→ **Selected text**:
Those arrogant nincompoops in the White House didn't learn the most important lesson Vietnam should have taught us--you don't fight a war without the support of the American people. Bush didn't get it. Instead, he told the American people to go shopping. This is basically what Lyndon Johnson did when he got us in the Vietnam War. Both he and his secretary of state Robert McNamara thought they could conduct a war under the radar of the American people.

Bush was a terrible war-fighting president. Obama would have a hard time being worse.

Matthew Bright

Livingston, MT

Nov 11 2008 - 11:18pm

Web Letter

I was reminded by your article and Shad's comments regarding the returning troops standing "alone" in a crowed airport. I remember those moments. Years later I would share in a PTSD group my abilities to isolate like a gold-medal-winning runner.

It was the group, the veterans themselves who listened to me, who were patient with me and who were fired up when US Senator Akaka of Hawaii discovered the "misplaced" VA treatment numbers of eighteen suicides per day!

→ **Questions to answer**:
A. Answer these questions from the letters.
(i) What did Bush tell the American people to do?
(ii) Which senator discovered the "misplaced" VA treatment numbers?
(iii) To what does the writer who joined a PTSD group compare their ability to isolate?
B. Extract the passage of the letters between "Livingston, MT" and "suicides per day!", inclusive.
The rows have nothing to do with the letters and can be set aside.

→ **Supplied information**:
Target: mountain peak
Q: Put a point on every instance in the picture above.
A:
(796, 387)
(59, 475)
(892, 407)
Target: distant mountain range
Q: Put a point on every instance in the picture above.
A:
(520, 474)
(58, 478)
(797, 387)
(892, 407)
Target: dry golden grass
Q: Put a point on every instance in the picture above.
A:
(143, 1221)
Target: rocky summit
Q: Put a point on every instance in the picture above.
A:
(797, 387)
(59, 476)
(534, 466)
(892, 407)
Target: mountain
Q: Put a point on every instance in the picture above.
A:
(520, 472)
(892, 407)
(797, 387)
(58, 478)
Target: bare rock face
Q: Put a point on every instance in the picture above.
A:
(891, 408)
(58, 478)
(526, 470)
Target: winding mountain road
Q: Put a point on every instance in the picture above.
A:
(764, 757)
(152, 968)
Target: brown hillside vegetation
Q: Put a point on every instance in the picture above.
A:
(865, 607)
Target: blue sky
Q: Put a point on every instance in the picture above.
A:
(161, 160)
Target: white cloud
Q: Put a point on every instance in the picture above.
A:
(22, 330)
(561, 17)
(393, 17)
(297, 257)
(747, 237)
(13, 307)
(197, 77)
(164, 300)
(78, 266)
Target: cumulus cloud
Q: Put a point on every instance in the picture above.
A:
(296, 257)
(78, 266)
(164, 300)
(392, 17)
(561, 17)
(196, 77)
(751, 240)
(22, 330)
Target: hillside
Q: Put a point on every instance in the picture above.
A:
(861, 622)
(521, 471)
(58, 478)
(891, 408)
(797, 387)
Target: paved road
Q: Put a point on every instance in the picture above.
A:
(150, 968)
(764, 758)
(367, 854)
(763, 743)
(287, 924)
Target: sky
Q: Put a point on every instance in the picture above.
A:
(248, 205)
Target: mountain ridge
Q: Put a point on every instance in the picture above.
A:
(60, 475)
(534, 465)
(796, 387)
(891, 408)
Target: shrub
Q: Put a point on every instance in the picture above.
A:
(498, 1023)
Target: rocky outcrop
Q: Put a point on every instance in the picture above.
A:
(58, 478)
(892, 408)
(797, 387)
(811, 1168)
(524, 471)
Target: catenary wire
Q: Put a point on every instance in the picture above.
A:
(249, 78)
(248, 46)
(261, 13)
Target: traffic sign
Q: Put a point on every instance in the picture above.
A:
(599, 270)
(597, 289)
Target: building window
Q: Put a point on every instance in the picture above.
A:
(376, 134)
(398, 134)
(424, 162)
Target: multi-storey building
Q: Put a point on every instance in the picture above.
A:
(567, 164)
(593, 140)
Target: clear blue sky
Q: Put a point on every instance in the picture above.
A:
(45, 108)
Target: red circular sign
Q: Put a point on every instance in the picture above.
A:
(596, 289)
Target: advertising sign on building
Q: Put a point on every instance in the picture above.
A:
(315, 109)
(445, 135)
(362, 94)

→ **Answers to the exercise**:
A.
(i) Go shopping.
(ii) US Senator Akaka of Hawaii.
(iii) A gold-medal-winning runner.

B.
Livingston, MT

Nov 11 2008 - 11:18pm

Web Letter

I was reminded by your article and Shad's comments regarding the returning troops standing "alone" in a crowed airport. I remember those moments. Years later I would share in a PTSD group my abilities to isolate like a gold-medal-winning runner.

It was the group, the veterans themselves who listened to me, who were patient with me and who were fired up when US Senator Akaka of Hawaii discovered the "misplaced" VA treatment numbers of eighteen suicides per day!